- Consigne écrite
Reprenez l'article sur l'évacuation des bidonvilles du quai de Brazza et écrivez la suite qui vient après sa dernière phrase.

- Extrait de texte
****

Tout est prêt pour ce mercredi 19 juillet. Les panneaux interdiction de stationner jalonnent la petite voie qui relie le quai de Brazza à la promenade Michel-Corajoud, en face de la Fabrique Pola. Celle-ci sépare les deux terrains sur lesquels se sont installés deux grands bidonvilles. Des camions de CRS, des bus, et des camions de déménagements, viendront y stationner à l’aube comme à chaque évacuation massive.
Combien de personnes vivent dans ces cabanes précaires faites de bric et de broc ? Difficile d’avoir un chiffre précis. Nayden, un occupant du bidonville, parle de 150 à 200 personnes. Thierry Marrot, membre du collectif Brazza, en compte 250 à 300, « avec en plus des grands-parents qui venaient parfois de Bulgarie rendre visite à la famille et passer quelques semaines ».
Thierry Marrot, enseignant à la retraite, est intervenu à plusieurs reprises auprès des occupants pour l’apprentissage de la langue française.
« Il y avait ici une soixantaine d’enfants tous scolarisés, certains à Barbey, d’autres au collège Jacques-Ellul, et une adolescente était au lycée d’enseignement professionnel Trégey. »
Neuf familles relogées
Ce mardi fin d’après-midi, seule une trentaine de personnes restent sur place, des femmes, des hommes et des enfants.
« Elles ont eu la promesse d’avoir des places d’hébergement d’urgence en hôtel ou dans des foyers, mais ce ne sont pas des solutions durables, précise Thierry Marrot. Neuf familles, c’est-à-dire une cinquantaine de personnes, ont été logées dans des Espaces temporaires d’insertion (ETI) à la Jallère mis à disposition par Bordeaux Métropole. »
Harmonie Lecerf-Meunier, adjointe au maire chargée de l’accès aux droits, des solidarités et des seniors ajoute :
« Nous avons mobilisé l’ensemble des moyens déployés par la ville et la métropole pour la résorption des bidonvilles. Ce sont des moyens par lesquels les collectivités participent à l’effort de l’État, qui a la compétence. Il y a encore deux places mobilisables. Mais s’il reste demain des personnes sans solution, l’État sera présent et sollicité pour les mettre à l’abri dans le cadre de l’hébergement d’urgence. »

****

- Lignes

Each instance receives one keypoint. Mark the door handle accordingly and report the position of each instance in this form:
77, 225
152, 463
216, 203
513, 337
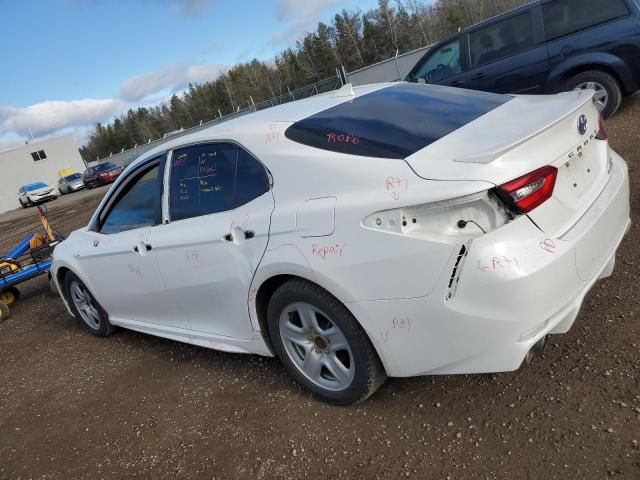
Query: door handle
247, 235
566, 51
147, 248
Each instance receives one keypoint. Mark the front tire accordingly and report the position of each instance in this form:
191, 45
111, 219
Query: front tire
322, 345
85, 307
608, 96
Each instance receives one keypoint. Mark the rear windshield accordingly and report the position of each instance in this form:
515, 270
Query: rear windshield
104, 166
394, 122
35, 186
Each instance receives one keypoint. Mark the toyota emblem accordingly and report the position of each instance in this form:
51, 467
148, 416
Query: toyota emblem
583, 124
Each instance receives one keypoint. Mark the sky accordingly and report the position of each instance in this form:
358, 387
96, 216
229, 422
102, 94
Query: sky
67, 64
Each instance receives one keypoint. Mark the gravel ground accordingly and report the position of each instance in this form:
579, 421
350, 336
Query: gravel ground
76, 406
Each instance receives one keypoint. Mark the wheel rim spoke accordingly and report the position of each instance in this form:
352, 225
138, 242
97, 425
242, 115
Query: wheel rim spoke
297, 336
313, 364
307, 317
338, 370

****

- Résultat
D’autres familles ont été relogées dans des Logements temporaires d’insertion (LTI) gérés par le Diaconat et par le Comité des œuvres sociales (COS).
Un soulagement
L’annonce de l’évacuation des terrains sur lesquels est prévu l’aménagement de la continuité du parc des Angéliques, a été faite « mercredi dernier, par des médiateurs qui sont venus annoncer la nouvelle en allant voir chaque caravane », poursuit l’ancien enseignant.
« Paradoxalement, j’ai senti qu’il y avait un soulagement. Ils savent enfin la date ! Ils vivaient tous dans l’incertitude d’une expulsion surprise. On peut dire que cette fois, ça a été moins brutal. »
De nombreux logements précaires ont été vidés et certains démontés ou mis à terre. Du salon de coiffure, il reste un grand miroir, du « bistrot » quelques tables branlantes. Les portes sont défoncées, les fenêtres laissées au vent. Des frigos, fours et matelas sont abandonnés entre boue et poussières de terre. Des carcasses de voitures surchauffent sous le soleil et des flaques d’eau stagnante diffusent une odeur âcre.
On pourrait imaginer que tout attend qu’un bulldozer vienne tout emporter, quand une femme surgit de derrière un rideau avec un enfant dans une poussette. Dans un coin, allongé sur un lit, Ivanov, un Géorgien d’une trentaine d’années sonné par la chaleur :
« Je ne sais pas où aller, dit-il dans un français poussif. Depuis 7 ans en France, je n’ai vécu que dans des squats. J’étais à la Zone libre de Cenon avant d’arriver ici. »
« On m’a dit d’attendre, alors j’attends »
Sur le terrain d’en face, ils sont une vingtaine comme Ivanov. Nayden, 22 ans parlant un français presque parfait, espère lui aussi une proposition de logement pour lui et sa compagne :
« J’ai un CDI dans le bâtiment et mon patron est prêt à me soutenir, et je n’arrive pas à avoir un logement. J’ai perdu mes enfants à cause de ça, ils ont été placés en famille d’accueil. »
Arrivé de Bulgarie en France en 2012, il s’est installé à Brazza en 2018 après un passage à Bègles. C’est ici que sont nés son fils, 4 ans, et sa fille, 1 an « et un mois aujourd’hui ». « Il me faut un logement pour les retrouver », insiste-t-il.
« Je ne suis pas allé au travail aujourd’hui et je n’irai pas demain. On va se réveiller de bonne heure et attendre qu’ils arrivent. Je n’ai jamais raté un rendez-vous, ni avec les médiateurs ni avec les juges. J’espère que j’aurai une solution demain. »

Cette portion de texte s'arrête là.